GIVEN PROBLEM
Render the listing below as a JSON list of strings, one string per line, with blank lines omitted.

DATA PROVIDED
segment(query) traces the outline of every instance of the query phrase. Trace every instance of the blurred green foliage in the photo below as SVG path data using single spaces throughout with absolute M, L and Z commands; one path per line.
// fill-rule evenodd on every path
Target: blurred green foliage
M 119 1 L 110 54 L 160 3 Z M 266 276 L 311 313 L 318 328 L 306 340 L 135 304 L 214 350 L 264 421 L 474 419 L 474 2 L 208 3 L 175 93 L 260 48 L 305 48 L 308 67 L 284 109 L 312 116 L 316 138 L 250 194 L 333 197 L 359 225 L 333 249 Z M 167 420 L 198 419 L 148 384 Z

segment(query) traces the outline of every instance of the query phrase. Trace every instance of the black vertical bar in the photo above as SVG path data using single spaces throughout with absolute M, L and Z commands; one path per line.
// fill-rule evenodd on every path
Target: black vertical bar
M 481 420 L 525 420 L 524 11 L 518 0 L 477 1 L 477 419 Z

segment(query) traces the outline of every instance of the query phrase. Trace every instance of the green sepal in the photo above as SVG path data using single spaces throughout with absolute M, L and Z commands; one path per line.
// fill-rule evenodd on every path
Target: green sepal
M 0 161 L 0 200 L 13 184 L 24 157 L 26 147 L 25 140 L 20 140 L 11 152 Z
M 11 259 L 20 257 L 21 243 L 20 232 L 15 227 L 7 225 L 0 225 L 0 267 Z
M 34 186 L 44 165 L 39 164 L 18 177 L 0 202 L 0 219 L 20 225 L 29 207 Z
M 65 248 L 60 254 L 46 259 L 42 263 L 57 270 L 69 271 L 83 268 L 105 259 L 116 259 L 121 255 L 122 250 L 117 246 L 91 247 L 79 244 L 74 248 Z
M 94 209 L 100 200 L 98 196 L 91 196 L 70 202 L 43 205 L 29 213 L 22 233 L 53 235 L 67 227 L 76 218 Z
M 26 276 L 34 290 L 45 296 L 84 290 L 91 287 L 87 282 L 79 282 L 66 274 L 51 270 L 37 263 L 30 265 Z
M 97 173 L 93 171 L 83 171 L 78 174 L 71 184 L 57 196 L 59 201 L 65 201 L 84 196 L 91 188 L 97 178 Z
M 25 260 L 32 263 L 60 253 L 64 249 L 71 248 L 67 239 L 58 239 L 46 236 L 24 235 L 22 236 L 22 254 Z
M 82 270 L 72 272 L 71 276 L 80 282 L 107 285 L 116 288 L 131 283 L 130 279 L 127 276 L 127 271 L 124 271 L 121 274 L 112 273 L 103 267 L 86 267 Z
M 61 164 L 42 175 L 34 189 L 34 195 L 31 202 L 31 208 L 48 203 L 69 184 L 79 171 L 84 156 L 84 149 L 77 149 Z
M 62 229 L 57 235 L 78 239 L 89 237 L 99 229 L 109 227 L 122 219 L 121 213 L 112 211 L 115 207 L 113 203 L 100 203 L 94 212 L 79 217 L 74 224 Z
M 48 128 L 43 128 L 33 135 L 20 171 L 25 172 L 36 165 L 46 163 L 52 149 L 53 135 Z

TASK RESULT
[
  "segment(query) traces the outline of every instance of the query phrase. Trace every instance of the blurred green foliage in the photo below as SVG path data using single spaces throughout with absolute M, L and Z commands; one path per line.",
  "// fill-rule evenodd on every path",
  "Target: blurred green foliage",
  "M 119 1 L 110 54 L 160 3 Z M 266 276 L 311 313 L 318 328 L 306 340 L 135 304 L 214 350 L 264 421 L 474 419 L 474 2 L 208 3 L 175 93 L 260 48 L 305 48 L 308 67 L 284 109 L 312 116 L 316 138 L 250 194 L 333 197 L 359 225 L 333 249 Z M 167 420 L 198 419 L 148 384 Z",
  "segment(query) traces the outline of every instance of the query phrase. Trace every instance of the black vertical bar in the photo above as SVG path data using single spaces throughout with absolute M, L and Z commands; one path per line.",
  "// fill-rule evenodd on every path",
  "Target: black vertical bar",
  "M 481 420 L 525 420 L 524 11 L 518 0 L 477 1 L 477 419 Z",
  "segment(query) traces the outline of every instance of the query phrase. Trace every instance of the green sepal in the photo above as SVG path data using single spaces throughout with absolute M, L and Z commands; one path per line.",
  "// fill-rule evenodd on every path",
  "Target: green sepal",
  "M 0 161 L 0 200 L 13 184 L 24 157 L 26 147 L 25 140 L 20 140 L 11 152 Z",
  "M 11 259 L 20 257 L 21 243 L 20 232 L 15 227 L 7 225 L 0 225 L 0 267 Z",
  "M 34 186 L 44 165 L 39 164 L 18 177 L 0 202 L 0 219 L 20 225 L 29 207 Z",
  "M 65 248 L 60 254 L 46 259 L 42 263 L 57 270 L 69 271 L 83 268 L 105 259 L 116 259 L 121 255 L 122 250 L 117 246 L 91 247 L 79 244 L 74 248 Z",
  "M 94 209 L 100 200 L 98 196 L 91 196 L 70 202 L 43 205 L 29 213 L 22 233 L 53 235 L 67 227 L 76 218 Z",
  "M 26 276 L 34 290 L 45 296 L 84 290 L 91 287 L 87 282 L 79 282 L 66 274 L 51 270 L 37 263 L 30 265 Z",
  "M 97 173 L 93 171 L 83 171 L 78 174 L 71 184 L 57 196 L 59 201 L 65 201 L 84 196 L 91 188 L 97 178 Z",
  "M 25 260 L 32 263 L 60 253 L 64 249 L 71 248 L 67 239 L 58 239 L 46 236 L 24 235 L 22 236 L 22 254 Z",
  "M 82 270 L 72 272 L 71 276 L 80 282 L 107 285 L 116 288 L 131 283 L 130 279 L 127 276 L 127 271 L 124 271 L 121 274 L 112 273 L 103 267 L 86 267 Z",
  "M 61 164 L 42 175 L 34 189 L 34 195 L 31 202 L 31 208 L 48 203 L 69 184 L 79 171 L 84 156 L 84 149 L 77 149 Z",
  "M 62 229 L 57 235 L 78 239 L 89 237 L 99 229 L 109 227 L 122 219 L 121 213 L 112 211 L 115 207 L 113 203 L 100 203 L 94 212 L 79 217 L 74 224 Z",
  "M 48 128 L 43 128 L 33 135 L 20 171 L 25 172 L 36 165 L 46 163 L 52 149 L 53 135 Z"
]